Required work ::
1: In the news summary below, how much in earmarks did Palin secure during her last four years as mayor?
2: Name every newspaper that the news summary below cites.

Extract to read ::
>>>

Although some officials recognized they might be criticized for the massive evacuation efforts, they still insisted they’re glad they played it safe. “I would not do a thing differently,” Nagin said. “I’d probably call Gustav, instead of the mother of all storms, maybe the mother-in-law or the ugly sister of all storms.” Despite Nagin’s confidence that he did everything right, the NYT points out that New Orleans residents might not be as quick to listen to his advice in the future.

McCain’s aides insist the Republican nominee was well aware of Bristol Palin’s pregnancy before he picked her mother as his running mate. McCain campaign officials said Palin decided to make the announcement now in order to rebut Internet rumors that suggested Bristol is actually the biological mother of the governor’s 4-month-old baby. Barack Obama was quick to call the topic off-limits and urged reporters to stay away from family issues, a sentiment that was echoed by McCain’s camp, which said the media would face a backlash if they tried to politicize the issue. Still, the news spread like wildfire at a critical time when voters are still getting to know Palin and raised concerns among Republicans that McCain’s relatively unknown choice could still have a few surprises under her belt.

The NYT and LAT both have Page One pieces that question just how thoroughly McCain’s campaign looked into Palin’s background. All signs point to one answer: not very thoroughly at all. The NYT says the team that was sent to Alaska to look into Palin’s background didn’t arrive until the day before McCain was scheduled to make the announcement. The NYT says that it’s becoming “increasingly apparent” that Palin was actually picked surprisingly close to the last minute. Until the middle of last week, McCain was still hoping for Sen. Joseph Lieberman, or, at the very least, former Gov. Tom Ridge. But the campaign changed track after it became clear that conservatives would have been outraged if McCain would have picked a running mate who favors abortion rights. “This was really kind of rushed at the end, because John didn’t get what he wanted,” one of the NYT’s sources said.

The LAT talks to one Republican who says McCain’s staff “vetted her through Google and clipping services.” That sounds like an exaggeration but the NYT talks to state leaders and local officials in Alaska who say none of them were called by McCain’s campaign during the vetting process. This was at least partly because of a desire to keep the selection secret until the last minute, but some now think McCain could come to regret this focus on secrecy, which may have come at the expense of more thorough vetting.

In other revelations about Palin, the Post fronts a look at how Palin was a big fan of federal earmarks despite her claim to be a crusader against wasteful spending. While Palin was a mayor of a small town with less than 7,000 residents, she employed a lobbyist and managed to secure almost $27 million in earmarks during her last four years in office.

<<<

Given records ::
>>>

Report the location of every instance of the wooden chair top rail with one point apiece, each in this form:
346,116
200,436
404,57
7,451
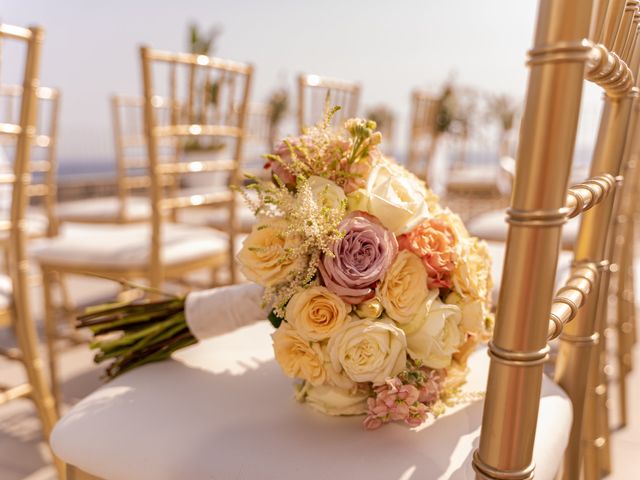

<<<

Per-task answers ::
1: Almost $27 million.

2: The NYT, the LAT, and the Post.